> Фрагмент текста:
------
Было не слишком трудно усвоить этот стиль жизни, превратив его в постоянный способ существования. Некоторые так и сделали – часто с непоправимыми последствиями. Среди таких были и друзья Гавела: кинорежиссер Павел Юрачек и художник Йозеф Вылетял, не дотянувшие и до пятидесяти.

Однако для основной массы людей такое расслабление оставалось самое большее временной мерой, не способной скрасить безнадежную ситуацию, ибо оно не сулило никаких изменений к лучшему. Казалось, что так будет всегда, что люди так и будут ходить с одной вечеринки на другую, напиваться все в той же компании, спать с кем-то совсем чужим, а наутро просыпаться со смешанными чувствами: от тихого безразличия – через вялое отвращение – до глубочайшей тоски.
------
> Извлечённые данные:
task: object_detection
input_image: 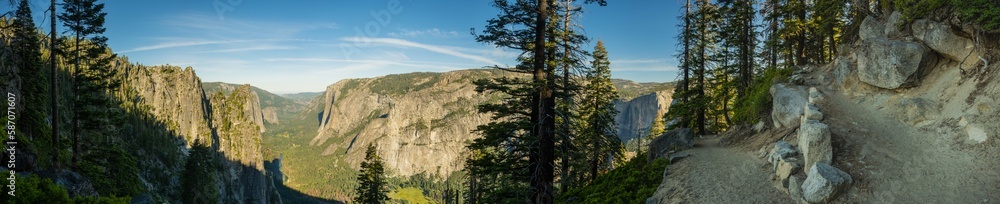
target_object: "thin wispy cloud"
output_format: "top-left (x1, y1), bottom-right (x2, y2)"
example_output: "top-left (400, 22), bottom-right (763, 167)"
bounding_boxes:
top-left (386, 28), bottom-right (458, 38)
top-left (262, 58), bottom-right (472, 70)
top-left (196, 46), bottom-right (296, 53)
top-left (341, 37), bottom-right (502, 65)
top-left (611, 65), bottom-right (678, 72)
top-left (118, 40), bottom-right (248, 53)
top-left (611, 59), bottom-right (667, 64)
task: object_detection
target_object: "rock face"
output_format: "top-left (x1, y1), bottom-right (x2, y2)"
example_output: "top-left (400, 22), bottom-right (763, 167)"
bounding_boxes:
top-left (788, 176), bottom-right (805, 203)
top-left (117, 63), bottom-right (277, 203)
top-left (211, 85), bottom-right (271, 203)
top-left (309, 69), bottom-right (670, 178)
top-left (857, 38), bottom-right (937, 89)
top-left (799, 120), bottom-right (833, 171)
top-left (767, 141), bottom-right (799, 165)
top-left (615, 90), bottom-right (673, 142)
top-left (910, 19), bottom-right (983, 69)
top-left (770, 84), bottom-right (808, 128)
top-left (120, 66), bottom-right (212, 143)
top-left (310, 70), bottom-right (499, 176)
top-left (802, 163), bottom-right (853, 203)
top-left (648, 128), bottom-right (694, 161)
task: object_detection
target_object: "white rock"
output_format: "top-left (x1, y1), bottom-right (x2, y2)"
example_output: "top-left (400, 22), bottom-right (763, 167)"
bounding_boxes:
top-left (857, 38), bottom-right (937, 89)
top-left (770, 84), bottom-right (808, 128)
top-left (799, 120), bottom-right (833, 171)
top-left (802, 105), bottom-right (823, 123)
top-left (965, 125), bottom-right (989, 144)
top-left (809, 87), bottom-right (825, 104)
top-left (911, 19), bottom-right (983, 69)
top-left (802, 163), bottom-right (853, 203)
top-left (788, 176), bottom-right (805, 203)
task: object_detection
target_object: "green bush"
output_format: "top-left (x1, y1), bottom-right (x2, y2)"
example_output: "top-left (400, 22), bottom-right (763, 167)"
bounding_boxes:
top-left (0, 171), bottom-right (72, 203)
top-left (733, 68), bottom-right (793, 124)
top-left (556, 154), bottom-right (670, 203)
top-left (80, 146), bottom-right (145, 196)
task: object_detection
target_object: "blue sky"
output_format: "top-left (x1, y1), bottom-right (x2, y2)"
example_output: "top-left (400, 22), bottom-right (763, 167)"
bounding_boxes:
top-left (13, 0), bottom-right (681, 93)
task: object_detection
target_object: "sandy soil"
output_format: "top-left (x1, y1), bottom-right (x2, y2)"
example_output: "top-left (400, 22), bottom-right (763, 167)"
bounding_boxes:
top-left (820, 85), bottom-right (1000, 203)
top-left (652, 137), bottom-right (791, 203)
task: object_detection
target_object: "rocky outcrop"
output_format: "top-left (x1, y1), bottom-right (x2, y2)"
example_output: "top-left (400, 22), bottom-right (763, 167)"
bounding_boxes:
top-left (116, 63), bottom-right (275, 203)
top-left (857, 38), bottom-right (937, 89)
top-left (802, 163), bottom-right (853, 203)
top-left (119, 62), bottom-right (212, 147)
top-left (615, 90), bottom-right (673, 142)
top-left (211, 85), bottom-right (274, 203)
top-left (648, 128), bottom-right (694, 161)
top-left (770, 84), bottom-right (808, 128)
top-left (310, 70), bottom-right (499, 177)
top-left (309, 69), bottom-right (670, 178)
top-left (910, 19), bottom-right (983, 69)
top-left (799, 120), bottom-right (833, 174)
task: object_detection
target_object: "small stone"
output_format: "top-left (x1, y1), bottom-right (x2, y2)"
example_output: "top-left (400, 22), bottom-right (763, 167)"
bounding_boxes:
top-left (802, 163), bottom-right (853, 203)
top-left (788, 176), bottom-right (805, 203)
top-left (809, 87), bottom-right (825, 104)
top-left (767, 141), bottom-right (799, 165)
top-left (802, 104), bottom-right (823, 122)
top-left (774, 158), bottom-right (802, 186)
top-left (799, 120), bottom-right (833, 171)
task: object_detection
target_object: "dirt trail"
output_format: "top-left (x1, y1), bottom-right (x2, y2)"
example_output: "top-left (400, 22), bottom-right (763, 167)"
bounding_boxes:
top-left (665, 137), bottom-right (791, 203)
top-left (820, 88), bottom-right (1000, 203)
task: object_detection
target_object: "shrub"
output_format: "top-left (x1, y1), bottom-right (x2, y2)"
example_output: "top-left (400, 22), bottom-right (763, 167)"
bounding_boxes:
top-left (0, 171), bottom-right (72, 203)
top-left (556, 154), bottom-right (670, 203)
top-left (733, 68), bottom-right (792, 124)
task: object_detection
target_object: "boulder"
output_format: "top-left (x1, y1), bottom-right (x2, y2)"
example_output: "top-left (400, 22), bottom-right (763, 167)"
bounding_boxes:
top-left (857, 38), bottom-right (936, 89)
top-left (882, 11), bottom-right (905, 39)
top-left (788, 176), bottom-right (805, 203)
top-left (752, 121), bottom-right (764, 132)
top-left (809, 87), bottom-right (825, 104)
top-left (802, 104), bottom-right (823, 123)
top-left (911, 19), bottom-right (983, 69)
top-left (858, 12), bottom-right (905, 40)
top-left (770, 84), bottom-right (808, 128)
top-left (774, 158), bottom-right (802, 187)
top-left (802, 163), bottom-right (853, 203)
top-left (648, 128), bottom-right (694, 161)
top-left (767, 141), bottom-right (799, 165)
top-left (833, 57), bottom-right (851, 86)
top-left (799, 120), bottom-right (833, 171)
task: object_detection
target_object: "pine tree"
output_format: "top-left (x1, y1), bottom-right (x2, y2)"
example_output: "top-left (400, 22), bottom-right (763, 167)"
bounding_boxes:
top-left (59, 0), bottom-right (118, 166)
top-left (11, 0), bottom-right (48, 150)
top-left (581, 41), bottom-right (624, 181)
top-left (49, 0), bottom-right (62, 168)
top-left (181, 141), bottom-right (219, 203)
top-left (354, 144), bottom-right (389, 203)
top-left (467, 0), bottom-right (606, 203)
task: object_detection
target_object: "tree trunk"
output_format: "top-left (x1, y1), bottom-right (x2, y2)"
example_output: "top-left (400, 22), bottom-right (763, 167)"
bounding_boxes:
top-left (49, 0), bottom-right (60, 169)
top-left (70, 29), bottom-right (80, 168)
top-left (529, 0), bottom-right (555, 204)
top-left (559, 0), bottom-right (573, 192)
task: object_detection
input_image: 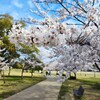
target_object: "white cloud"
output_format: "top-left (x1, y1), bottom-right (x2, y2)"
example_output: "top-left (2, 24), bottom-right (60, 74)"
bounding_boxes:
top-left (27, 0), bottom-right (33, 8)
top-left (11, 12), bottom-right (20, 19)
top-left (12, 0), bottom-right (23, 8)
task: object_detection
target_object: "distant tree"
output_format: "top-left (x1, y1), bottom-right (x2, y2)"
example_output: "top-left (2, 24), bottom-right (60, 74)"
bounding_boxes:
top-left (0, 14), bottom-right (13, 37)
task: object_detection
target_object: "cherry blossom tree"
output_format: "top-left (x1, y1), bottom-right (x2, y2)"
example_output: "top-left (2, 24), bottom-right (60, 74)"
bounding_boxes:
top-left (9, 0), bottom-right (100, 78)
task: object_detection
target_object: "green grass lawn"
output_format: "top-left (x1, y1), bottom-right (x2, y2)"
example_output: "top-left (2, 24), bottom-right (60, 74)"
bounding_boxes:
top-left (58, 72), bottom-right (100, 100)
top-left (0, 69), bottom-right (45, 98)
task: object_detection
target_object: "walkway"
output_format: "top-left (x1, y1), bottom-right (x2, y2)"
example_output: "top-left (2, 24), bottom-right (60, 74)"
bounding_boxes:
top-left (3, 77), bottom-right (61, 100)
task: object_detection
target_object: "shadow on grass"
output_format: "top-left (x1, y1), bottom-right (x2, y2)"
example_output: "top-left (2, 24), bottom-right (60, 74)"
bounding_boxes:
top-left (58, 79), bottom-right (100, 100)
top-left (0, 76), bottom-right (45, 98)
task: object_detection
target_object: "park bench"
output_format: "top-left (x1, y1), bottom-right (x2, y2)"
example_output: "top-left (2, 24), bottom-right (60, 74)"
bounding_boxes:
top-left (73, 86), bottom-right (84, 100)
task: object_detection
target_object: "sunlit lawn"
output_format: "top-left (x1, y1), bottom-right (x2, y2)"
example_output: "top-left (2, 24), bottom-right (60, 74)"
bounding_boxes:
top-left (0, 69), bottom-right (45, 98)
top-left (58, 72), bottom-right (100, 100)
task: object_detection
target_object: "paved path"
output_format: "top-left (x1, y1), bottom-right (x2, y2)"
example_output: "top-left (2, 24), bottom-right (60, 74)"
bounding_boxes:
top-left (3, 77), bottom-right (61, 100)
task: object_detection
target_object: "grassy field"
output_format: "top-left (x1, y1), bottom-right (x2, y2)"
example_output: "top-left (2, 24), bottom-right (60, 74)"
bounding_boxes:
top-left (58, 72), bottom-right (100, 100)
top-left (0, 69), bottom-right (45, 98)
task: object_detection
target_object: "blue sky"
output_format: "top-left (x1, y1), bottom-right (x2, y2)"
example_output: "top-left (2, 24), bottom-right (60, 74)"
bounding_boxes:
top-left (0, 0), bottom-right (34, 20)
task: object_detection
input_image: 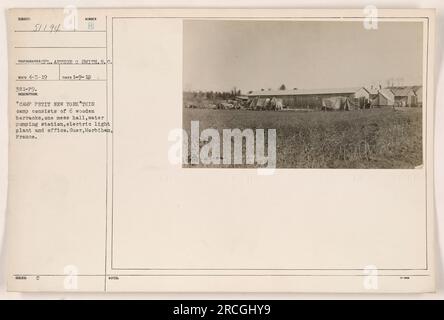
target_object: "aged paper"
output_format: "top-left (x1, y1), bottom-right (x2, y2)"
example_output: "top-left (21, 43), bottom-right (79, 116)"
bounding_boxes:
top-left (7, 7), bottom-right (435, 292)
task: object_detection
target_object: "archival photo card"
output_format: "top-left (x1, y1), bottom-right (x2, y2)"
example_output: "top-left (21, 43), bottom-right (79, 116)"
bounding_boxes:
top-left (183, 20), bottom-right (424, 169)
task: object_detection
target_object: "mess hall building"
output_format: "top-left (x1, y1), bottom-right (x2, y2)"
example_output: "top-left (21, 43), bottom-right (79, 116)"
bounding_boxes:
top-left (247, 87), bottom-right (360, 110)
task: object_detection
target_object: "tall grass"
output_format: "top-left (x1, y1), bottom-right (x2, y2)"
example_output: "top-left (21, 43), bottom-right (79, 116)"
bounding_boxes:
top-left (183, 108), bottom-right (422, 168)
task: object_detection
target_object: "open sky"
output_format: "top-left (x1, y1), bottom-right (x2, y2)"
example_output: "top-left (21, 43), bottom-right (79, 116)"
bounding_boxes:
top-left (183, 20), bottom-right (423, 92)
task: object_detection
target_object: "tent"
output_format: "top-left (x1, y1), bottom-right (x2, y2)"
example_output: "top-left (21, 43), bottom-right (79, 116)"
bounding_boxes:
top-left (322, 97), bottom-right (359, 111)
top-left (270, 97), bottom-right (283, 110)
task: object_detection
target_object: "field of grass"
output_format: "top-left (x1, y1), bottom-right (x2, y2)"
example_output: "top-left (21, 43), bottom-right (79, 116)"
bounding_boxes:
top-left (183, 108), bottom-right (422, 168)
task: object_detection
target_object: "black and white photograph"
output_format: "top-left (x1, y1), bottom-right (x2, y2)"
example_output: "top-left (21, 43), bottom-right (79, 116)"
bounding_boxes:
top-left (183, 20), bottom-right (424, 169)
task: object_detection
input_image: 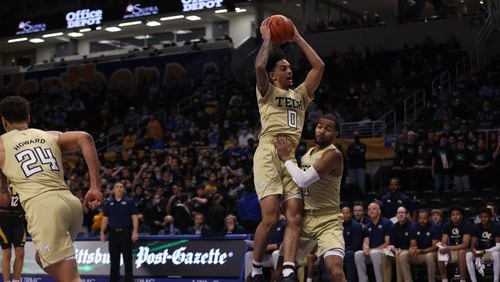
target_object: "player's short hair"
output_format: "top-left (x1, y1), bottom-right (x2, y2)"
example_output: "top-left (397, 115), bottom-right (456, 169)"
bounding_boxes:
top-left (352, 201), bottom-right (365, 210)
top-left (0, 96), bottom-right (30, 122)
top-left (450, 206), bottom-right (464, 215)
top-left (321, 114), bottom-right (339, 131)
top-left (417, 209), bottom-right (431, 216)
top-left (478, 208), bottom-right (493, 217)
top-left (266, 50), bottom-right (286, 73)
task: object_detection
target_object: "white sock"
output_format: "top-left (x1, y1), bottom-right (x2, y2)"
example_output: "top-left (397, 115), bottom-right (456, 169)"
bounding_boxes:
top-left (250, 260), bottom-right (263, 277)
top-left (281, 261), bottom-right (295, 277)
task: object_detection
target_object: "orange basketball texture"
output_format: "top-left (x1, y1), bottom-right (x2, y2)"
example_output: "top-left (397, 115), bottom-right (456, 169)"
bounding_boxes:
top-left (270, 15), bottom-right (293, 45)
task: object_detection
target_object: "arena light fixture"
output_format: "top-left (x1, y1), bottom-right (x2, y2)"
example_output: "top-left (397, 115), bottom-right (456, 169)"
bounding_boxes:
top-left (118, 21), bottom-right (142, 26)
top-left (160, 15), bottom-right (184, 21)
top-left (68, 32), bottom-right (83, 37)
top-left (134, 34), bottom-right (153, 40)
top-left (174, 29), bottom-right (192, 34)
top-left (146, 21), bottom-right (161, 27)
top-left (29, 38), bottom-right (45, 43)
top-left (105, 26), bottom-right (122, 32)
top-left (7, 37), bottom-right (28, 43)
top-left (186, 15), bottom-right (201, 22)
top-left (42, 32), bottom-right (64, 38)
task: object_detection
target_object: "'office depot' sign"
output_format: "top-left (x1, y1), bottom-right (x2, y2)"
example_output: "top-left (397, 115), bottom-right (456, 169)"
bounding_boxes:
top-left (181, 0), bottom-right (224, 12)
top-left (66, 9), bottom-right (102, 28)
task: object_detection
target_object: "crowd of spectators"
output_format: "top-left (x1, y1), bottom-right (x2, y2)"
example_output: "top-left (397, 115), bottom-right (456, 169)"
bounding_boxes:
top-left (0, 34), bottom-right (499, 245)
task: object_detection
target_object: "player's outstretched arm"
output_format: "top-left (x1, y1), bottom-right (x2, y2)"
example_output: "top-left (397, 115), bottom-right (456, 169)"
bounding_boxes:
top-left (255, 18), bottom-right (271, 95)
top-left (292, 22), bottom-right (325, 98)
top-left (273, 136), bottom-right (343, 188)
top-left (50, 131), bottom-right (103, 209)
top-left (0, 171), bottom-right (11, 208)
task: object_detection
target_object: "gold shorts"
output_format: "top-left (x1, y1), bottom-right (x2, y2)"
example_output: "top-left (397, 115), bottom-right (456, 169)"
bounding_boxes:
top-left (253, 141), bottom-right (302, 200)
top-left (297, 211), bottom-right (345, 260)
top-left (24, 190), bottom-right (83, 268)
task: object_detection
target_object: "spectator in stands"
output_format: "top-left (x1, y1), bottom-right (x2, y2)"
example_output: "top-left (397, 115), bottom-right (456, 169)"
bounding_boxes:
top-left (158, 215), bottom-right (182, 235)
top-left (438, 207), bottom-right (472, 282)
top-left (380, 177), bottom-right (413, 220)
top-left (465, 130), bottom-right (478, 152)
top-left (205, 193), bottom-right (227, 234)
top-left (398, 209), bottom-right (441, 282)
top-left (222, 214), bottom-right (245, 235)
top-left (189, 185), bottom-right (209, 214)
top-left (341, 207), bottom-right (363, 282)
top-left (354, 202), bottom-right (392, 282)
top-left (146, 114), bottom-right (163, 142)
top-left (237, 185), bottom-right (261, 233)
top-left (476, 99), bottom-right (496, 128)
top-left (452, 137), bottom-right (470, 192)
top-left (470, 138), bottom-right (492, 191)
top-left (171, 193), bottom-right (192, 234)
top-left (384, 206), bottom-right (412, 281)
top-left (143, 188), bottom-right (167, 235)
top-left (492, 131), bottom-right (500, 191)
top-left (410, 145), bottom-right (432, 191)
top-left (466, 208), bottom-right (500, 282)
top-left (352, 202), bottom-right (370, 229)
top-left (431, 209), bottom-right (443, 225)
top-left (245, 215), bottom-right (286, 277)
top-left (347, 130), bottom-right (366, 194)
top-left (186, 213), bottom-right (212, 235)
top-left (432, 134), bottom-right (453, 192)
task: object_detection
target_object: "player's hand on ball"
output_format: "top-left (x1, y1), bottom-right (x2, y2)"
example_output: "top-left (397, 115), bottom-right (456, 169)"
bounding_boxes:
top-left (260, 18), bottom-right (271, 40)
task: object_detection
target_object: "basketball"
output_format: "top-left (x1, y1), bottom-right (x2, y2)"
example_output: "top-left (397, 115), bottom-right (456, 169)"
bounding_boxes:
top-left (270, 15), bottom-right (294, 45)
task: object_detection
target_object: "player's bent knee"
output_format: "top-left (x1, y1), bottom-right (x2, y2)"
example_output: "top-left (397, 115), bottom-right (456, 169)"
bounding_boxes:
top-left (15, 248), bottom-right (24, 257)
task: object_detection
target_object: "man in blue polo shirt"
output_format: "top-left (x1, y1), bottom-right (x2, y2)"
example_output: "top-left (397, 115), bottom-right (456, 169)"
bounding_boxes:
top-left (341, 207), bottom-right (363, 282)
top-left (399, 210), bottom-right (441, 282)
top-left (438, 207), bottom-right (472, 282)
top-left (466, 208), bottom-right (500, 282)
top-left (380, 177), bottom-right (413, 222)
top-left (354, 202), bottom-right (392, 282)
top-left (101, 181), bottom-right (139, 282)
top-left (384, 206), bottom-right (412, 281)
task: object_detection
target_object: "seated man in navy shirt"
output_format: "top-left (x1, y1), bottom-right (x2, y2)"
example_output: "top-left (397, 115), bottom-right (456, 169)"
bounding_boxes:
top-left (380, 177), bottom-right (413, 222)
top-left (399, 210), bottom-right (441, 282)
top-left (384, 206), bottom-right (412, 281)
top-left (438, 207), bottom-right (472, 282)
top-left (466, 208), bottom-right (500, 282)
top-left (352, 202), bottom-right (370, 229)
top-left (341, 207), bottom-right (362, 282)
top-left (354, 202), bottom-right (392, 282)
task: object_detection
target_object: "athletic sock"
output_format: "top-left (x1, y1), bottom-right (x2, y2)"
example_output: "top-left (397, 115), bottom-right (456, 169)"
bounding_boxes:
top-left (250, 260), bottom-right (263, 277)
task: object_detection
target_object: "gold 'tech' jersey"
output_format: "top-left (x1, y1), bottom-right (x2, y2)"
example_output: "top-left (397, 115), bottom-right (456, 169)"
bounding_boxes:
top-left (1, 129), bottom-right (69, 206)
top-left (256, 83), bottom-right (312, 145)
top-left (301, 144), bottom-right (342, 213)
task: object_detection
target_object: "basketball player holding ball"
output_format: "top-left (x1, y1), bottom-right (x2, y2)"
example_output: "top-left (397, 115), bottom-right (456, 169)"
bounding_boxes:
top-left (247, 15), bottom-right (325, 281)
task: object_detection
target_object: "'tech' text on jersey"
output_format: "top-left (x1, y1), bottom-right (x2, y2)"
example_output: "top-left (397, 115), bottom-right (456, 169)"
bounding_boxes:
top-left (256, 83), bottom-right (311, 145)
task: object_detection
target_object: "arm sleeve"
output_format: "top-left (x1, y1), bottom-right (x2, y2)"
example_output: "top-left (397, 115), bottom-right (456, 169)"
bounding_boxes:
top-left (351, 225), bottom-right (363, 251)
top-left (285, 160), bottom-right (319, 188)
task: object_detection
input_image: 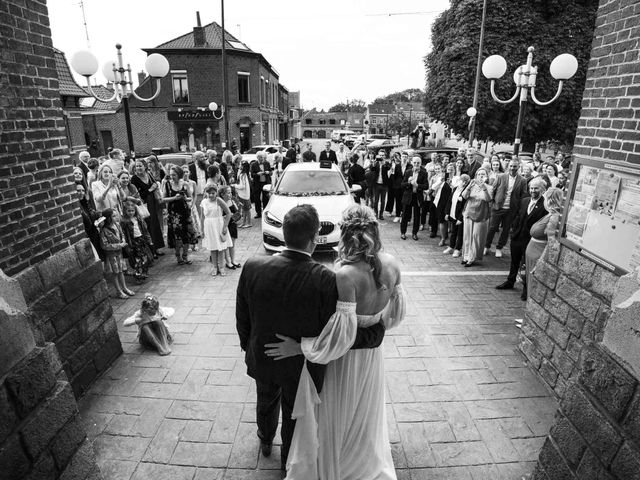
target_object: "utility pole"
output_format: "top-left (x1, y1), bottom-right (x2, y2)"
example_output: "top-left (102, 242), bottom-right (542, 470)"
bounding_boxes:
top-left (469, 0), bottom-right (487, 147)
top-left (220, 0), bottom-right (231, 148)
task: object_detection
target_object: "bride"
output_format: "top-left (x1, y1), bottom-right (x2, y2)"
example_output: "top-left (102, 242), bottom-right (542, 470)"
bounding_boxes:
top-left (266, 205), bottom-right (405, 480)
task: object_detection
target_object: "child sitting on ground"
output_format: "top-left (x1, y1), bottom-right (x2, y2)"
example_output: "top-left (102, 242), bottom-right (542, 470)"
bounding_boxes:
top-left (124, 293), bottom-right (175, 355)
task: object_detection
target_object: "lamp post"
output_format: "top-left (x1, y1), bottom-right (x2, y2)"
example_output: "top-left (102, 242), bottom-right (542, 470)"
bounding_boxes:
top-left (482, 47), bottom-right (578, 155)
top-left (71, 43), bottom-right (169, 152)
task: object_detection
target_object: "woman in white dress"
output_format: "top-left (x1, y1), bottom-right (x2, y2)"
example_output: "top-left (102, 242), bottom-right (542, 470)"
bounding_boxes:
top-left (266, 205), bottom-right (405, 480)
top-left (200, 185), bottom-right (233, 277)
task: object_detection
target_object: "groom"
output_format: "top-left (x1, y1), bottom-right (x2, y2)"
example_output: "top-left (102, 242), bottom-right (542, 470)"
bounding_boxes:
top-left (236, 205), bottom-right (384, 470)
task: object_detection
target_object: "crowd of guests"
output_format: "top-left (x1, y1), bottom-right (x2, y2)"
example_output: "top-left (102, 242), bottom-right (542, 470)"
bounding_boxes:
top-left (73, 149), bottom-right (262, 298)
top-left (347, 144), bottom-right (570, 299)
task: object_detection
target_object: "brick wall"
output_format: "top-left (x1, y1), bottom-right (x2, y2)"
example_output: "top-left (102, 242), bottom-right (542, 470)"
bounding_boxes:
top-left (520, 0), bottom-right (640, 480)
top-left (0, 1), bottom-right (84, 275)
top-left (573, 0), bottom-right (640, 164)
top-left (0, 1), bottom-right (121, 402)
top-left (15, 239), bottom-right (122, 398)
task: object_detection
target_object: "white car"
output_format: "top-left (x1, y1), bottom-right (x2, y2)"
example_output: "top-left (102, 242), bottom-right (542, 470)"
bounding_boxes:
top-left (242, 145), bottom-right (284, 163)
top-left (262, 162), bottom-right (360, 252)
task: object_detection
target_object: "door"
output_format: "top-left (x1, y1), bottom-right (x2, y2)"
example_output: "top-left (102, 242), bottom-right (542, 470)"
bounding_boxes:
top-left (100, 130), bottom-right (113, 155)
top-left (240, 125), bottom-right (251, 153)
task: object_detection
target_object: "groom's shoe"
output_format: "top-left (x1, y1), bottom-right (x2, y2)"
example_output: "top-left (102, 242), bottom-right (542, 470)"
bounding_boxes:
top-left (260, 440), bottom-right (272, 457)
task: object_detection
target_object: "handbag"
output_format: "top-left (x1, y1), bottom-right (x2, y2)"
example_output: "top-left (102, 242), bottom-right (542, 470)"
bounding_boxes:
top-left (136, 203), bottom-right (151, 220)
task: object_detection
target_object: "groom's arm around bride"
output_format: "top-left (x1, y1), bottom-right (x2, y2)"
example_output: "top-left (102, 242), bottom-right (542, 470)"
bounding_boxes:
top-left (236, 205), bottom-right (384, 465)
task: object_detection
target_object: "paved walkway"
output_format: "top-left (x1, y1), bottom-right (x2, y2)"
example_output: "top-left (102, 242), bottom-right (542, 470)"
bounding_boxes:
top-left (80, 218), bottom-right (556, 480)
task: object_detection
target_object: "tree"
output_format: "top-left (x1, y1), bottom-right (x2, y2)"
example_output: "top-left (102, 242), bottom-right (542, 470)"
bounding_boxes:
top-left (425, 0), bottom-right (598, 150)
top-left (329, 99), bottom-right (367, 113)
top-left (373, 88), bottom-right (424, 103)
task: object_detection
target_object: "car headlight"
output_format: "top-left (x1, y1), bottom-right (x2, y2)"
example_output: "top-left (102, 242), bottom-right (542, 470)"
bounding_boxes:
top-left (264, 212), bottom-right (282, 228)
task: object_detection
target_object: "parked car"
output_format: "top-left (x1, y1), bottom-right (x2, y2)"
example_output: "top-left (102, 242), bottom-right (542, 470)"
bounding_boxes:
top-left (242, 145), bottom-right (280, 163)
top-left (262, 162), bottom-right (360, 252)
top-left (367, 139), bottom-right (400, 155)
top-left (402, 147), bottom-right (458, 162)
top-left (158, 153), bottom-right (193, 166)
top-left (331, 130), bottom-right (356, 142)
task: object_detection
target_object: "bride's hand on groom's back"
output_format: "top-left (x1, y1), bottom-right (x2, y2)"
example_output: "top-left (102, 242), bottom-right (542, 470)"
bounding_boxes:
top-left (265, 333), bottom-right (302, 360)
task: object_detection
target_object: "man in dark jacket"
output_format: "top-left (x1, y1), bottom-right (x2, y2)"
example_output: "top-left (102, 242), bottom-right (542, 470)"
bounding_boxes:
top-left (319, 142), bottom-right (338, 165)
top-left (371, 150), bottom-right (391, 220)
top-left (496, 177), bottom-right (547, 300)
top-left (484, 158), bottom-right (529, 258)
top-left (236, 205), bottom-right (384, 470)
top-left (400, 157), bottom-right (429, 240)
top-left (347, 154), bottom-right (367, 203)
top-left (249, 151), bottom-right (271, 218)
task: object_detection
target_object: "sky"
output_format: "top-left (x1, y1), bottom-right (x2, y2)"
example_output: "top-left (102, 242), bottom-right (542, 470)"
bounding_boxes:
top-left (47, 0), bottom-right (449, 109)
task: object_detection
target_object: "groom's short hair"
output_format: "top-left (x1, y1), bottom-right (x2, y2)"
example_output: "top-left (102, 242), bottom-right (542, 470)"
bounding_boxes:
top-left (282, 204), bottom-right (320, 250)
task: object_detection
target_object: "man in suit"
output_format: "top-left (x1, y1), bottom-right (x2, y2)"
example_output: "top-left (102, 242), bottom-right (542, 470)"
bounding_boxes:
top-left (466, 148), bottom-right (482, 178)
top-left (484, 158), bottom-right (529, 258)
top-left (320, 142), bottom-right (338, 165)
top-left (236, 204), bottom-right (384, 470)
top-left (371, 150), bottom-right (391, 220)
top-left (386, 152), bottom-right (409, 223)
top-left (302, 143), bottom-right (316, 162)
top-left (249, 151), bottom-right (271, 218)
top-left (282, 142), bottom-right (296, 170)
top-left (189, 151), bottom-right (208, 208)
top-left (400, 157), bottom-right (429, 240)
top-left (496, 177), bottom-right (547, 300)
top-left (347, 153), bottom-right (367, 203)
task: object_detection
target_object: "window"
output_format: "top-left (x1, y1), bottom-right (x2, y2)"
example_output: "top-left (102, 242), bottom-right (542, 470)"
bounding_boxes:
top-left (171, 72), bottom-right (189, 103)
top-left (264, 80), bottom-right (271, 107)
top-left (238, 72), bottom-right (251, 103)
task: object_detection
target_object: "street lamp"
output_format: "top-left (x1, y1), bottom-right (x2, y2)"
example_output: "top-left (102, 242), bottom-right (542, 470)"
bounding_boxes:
------
> Обязательные задания:
a) Кто из друзей Гавела упомянут во фрагменте текста и чем каждый из них занимался?
b) Продолжите, пожалуйста, фрагмент текста о вечеринках и безнадежной жизни друзей Гавела, начав сразу после его последнего предложения.

> Полученные ответы:
a) Кинорежиссер Павел Юрачек и художник Йозеф Вылетял.

b)
Платить за такой образ жизни приходилось в валюте уважения к себе и другим, включая старых друзей, и цена была довольно высокой. В конце 1971 года Гавел с Яном Немецем (с которым он написал сценарий к фильму Heartbeat), Юрачеком и Вылетялом принялись устраивать регулярные обходы ночных заведений под придуманным Гавелом названием «свободные четверги». Обернулась эта затея плохо: Немец, которого изрядно выбил из колеи развод с женой Мартой Кубишовой, вместе с Павлом Ландовским украли (или, с их точки зрения, взяли напрокат) дорогой «мерседес» Гавела, после чего несколько дней изводили владельца, отказываясь вернуть ему автомобиль. Весь этот розыгрыш кончился взаимными оскорблениями и пьяными потасовками[280]. В другой раз в салоне Мухи Ландовский, который по-прежнему работал и пользовался успехом у зрителей, обвинил уже запрещенных Гавела и Юрачека в том, что они сами навлекли на себя все беды, а теперь изображают мучеников[281]. Кайзер здесь ссылается на довольно сомнительное свидетельство органов госбезопасности, согласно которому агрессивно повел себя на какой-то вечеринке Юрачек, якобы обвинивший Гавела в эксгибиционизме и в безразличии к тому, как скажется его деятельность на жизни сограждан[282].